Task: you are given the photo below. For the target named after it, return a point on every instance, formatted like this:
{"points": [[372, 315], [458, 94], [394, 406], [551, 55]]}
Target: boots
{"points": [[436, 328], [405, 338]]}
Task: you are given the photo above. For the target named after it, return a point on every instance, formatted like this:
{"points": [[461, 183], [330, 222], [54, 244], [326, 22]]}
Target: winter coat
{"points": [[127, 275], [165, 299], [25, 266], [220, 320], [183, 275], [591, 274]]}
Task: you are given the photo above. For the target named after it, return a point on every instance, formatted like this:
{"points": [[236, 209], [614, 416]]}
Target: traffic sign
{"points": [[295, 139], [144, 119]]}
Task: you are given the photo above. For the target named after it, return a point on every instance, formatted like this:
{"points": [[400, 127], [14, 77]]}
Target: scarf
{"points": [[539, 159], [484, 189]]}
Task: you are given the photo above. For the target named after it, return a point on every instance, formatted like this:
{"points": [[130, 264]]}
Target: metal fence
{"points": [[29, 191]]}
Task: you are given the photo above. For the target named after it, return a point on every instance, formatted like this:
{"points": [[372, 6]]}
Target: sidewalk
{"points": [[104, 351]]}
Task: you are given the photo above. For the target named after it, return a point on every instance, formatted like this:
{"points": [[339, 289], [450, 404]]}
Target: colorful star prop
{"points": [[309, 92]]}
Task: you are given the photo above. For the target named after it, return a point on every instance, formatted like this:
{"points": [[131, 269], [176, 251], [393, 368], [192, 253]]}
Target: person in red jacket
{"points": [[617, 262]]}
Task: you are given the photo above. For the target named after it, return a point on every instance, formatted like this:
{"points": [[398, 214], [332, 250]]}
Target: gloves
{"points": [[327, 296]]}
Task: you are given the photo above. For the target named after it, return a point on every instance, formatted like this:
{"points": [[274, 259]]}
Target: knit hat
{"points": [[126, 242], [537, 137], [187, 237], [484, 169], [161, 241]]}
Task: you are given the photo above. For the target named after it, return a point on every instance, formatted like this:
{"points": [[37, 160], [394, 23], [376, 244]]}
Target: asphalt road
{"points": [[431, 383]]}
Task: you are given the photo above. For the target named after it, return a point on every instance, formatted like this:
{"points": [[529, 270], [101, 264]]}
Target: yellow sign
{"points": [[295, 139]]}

---

GIVEN EXERCISE
Give an exact repetition of all the material.

PROBLEM SOLUTION
Task: you are given the photo below. For the target named after it, return a point on every instance, formatted like this:
{"points": [[372, 315], [458, 94], [394, 406], [551, 55]]}
Target: boots
{"points": [[436, 328], [405, 338]]}
Task: you are given the photo above. For the target named after it, return a point on every instance, formatted like this:
{"points": [[461, 183], [330, 222], [54, 244], [326, 22]]}
Target: winter coat
{"points": [[127, 275], [165, 299], [25, 266], [220, 320], [183, 275], [591, 274]]}
Task: you are given the photo above. For the target named after it, return a point on every instance, formatted like this:
{"points": [[236, 209], [614, 416]]}
Target: traffic sign
{"points": [[295, 139], [144, 119]]}
Task: you are given the photo above. For the target named after it, return a point on every instance, formatted like this:
{"points": [[400, 127], [14, 77]]}
Target: scarf
{"points": [[539, 159], [484, 189]]}
Task: you are given the photo above. For the target named after it, return a point on every instance, formatted like this:
{"points": [[130, 264]]}
Target: metal fence
{"points": [[29, 191]]}
Task: you are given the photo above. For the target named after it, return a point on every instance, formatted like this:
{"points": [[372, 6]]}
Target: sidewalk
{"points": [[104, 351]]}
Task: you are given the photo above. For the target named after it, return a point on every instance, formatted like this:
{"points": [[339, 289], [450, 404]]}
Target: colorful star prop
{"points": [[309, 92]]}
Task: you are given the photo above. For the target named after it, return a point on every instance, formatted like this:
{"points": [[131, 269], [176, 251], [393, 368], [192, 253]]}
Target: person in red jacket
{"points": [[617, 262]]}
Task: you are given the photo above. For the target named after it, return a point on every instance, formatted like this:
{"points": [[398, 214], [332, 250]]}
Target: gloves
{"points": [[327, 296]]}
Task: you are given the photo above. For the target named after it, return a point on every instance, formatted like this:
{"points": [[274, 259]]}
Target: knit hat
{"points": [[126, 242], [537, 137], [187, 237], [484, 169], [161, 241]]}
Task: you are given the photo above. For the target named after it, return a point on every instance, formatted like this:
{"points": [[37, 160], [394, 23], [376, 244]]}
Target: asphalt road
{"points": [[431, 383]]}
Task: you are given the photo above. For the target named after it, return a point on every instance, formatted like this:
{"points": [[529, 270], [101, 264]]}
Target: yellow sign
{"points": [[295, 139]]}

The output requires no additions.